Below is a block of data; give all of it again word for word.

⁂

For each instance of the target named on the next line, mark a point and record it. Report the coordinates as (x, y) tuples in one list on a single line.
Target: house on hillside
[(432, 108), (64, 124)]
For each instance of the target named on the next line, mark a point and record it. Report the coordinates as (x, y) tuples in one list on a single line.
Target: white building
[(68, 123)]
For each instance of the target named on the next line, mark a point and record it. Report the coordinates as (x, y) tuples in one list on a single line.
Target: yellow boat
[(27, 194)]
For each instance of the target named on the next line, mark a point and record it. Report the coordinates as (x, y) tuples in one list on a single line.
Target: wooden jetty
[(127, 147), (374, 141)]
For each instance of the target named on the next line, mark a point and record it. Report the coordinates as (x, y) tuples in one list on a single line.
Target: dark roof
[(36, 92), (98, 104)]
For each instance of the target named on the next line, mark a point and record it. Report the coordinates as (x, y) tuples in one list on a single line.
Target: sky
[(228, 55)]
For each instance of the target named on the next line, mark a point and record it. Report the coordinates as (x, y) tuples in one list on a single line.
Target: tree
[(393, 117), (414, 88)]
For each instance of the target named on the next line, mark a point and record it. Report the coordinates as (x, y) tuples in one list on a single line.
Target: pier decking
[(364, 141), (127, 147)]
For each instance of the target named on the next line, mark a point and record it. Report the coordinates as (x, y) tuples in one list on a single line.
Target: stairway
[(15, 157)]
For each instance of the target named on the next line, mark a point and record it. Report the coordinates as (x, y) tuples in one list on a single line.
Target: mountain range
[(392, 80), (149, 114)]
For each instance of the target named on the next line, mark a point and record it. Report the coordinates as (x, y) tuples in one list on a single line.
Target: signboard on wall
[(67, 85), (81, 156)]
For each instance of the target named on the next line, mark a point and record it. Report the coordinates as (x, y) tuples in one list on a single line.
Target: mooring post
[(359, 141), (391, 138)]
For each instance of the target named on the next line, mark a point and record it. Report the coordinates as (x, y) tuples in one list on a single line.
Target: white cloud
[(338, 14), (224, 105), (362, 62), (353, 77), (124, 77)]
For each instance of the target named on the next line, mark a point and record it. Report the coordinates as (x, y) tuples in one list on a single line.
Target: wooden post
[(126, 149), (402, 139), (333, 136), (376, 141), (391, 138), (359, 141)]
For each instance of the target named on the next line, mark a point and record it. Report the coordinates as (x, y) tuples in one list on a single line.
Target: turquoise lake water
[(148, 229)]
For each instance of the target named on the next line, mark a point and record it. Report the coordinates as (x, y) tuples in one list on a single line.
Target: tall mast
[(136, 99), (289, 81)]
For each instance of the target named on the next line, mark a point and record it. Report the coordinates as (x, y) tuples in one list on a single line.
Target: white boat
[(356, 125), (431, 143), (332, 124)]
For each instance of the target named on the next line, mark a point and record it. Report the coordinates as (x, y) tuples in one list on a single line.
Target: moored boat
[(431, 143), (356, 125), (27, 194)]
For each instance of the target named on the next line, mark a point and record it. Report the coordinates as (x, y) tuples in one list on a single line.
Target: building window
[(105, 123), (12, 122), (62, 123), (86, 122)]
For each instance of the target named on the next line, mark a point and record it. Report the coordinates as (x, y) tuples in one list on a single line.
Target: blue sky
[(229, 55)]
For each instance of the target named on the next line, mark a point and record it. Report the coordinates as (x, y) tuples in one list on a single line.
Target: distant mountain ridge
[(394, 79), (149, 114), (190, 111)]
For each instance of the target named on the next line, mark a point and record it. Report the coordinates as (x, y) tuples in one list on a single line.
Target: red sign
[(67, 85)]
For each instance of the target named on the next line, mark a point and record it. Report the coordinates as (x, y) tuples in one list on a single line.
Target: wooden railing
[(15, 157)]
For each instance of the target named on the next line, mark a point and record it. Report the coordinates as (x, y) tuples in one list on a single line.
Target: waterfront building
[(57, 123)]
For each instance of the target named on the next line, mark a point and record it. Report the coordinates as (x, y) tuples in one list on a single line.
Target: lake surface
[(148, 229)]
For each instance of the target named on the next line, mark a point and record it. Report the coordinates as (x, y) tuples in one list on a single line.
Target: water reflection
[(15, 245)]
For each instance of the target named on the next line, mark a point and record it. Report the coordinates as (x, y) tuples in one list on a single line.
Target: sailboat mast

⁂

= RESPONSE FOR THIS EXERCISE =
For each instance of the target named on the next line, mark a point and record it. Report the coordinates as (x, y) tuples in one list on a single line.
Target: house on hillside
[(432, 108), (64, 124)]
For each instance of the target named on the next line, mark a point and record it. Report the coordinates as (x, y) tuples in one list on a single line.
Target: white building
[(68, 123)]
For each instance of the target named on the next line, mark a point and record it. Report the coordinates as (x, y) tuples in one list on a single line.
Target: yellow boat
[(27, 194)]
For each instance of the target named on the next line, mark a point and record it. Report the coordinates as (x, y) tuples in one list on a single line.
Target: wooden jetty
[(127, 147), (374, 141)]
For each instance of the target named on the next line, mark a point and record it. Report the coordinates as (x, y) tuples in one list on a single line.
Target: dark roof
[(36, 92), (98, 104)]
For each instance of the target named on the next line, mark a point and record it. Report the coordinates as (x, y) tuples in one list on a single line.
Target: sky
[(228, 55)]
For each instance of the target named on the next line, mark a point and record it. Report the coordinates as (x, y) tuples in one list on a single line.
Target: tree
[(393, 117), (414, 88)]
For each instance of the target named on the next line, mark a point and record it. Report the coordinates as (x, y) tuples in one list on a single line.
Target: pier decking
[(364, 141), (127, 147)]
For each instance of the target named on the next line, mark a point and record it. Report the coordinates as (x, y) tuples in one list on a single line.
Target: stairway
[(15, 157)]
For each instance of the target named on the next line, mark a point and record it. Report the coordinates as (x, y) tuples in one list on a single line.
Target: mountain range
[(392, 80), (149, 114)]
For each instance of the target named on the next line, mark a point and record it. Report the coordinates as (x, y) tuples in one list on a single line.
Target: signboard on wall
[(67, 85), (81, 156)]
For each instance of the target named on the next line, mark a point and record it. Report the coordinates as (x, y) tuples in one list on a single line.
Target: mooring post
[(359, 141), (391, 138)]
For each instance of the target named on the next line, mark a point and record it. Report the coordinates as (x, y) tuples in one list on a single line.
Target: white cloud
[(338, 14), (224, 105), (362, 62), (353, 77), (124, 77)]
For each instance of the target named on the next line, mark a point and record it. Report the coordinates as (x, y) tuples in one list on a single line.
Target: wooden post
[(126, 149), (402, 139), (333, 136), (376, 141), (391, 138), (359, 141)]
For each instance of the target named on the next line, mark a point and record it. Report the coordinates as (x, y) tuples in one list on a single line.
Target: turquoise lake water
[(148, 229)]
For each instance of the target named on the next line, mark a point and record it. Report the coordinates as (x, y) tuples in one list on a single line.
Target: tall mast
[(136, 99), (289, 81)]
For each instance of the target named on the next line, mark a point and record it. Report the coordinates as (x, y) tuples in one list on a single line.
Target: white boat
[(356, 125), (431, 143), (332, 124)]
For each instance of the target named on the next line, mark a point and record it. Report the coordinates as (x, y) tuples in one list on a single line.
Target: moored boat
[(431, 143), (356, 125), (27, 194)]
For each instance of the target named on the next line, mark a point and record it. Report the coordinates as (x, y) tuples in one list on a single line.
Target: building window
[(105, 123), (12, 122), (62, 123), (86, 122)]
For each instance of the target named on the next line, mark a point and record it. Report the coordinates as (x, y) tuples in one list on a single line.
Target: blue sky
[(229, 55)]
For each instance of the target named on the next line, mark a point and record it. Report the coordinates as (x, y) tuples in one list on a single line.
Target: distant mountain ridge
[(394, 79), (149, 114), (190, 111)]
For each instance of the target named on the next line, mark a point and record it. Report the coordinates as (x, y) tuples in one list on a single line.
Target: red sign
[(67, 85)]
For each instance of the target named on the next line, mark a point and record it. Report the coordinates as (x, y) tuples in one list on a single line.
Target: wooden railing
[(15, 157)]
For each instance of the target named on the next line, mark a point and record it. Report the coordinates as (x, y) tuples in one list on a single line.
Target: waterfront building
[(57, 123)]
For each instance of the target named on the next line, mark a point and record it. Report the coordinates as (x, y) tuples in one list on a single line.
Target: lake surface
[(148, 229)]
For each instance of the target named on the next line, mark a point and record it. Report the coordinates as (x, y) tuples in one list on a single line.
Target: water reflection
[(15, 245)]
For each instance of the target named on the next line, mark a point and record it. Report the coordinates as (x, y) tuples in one list on a single line.
Target: sailboat mast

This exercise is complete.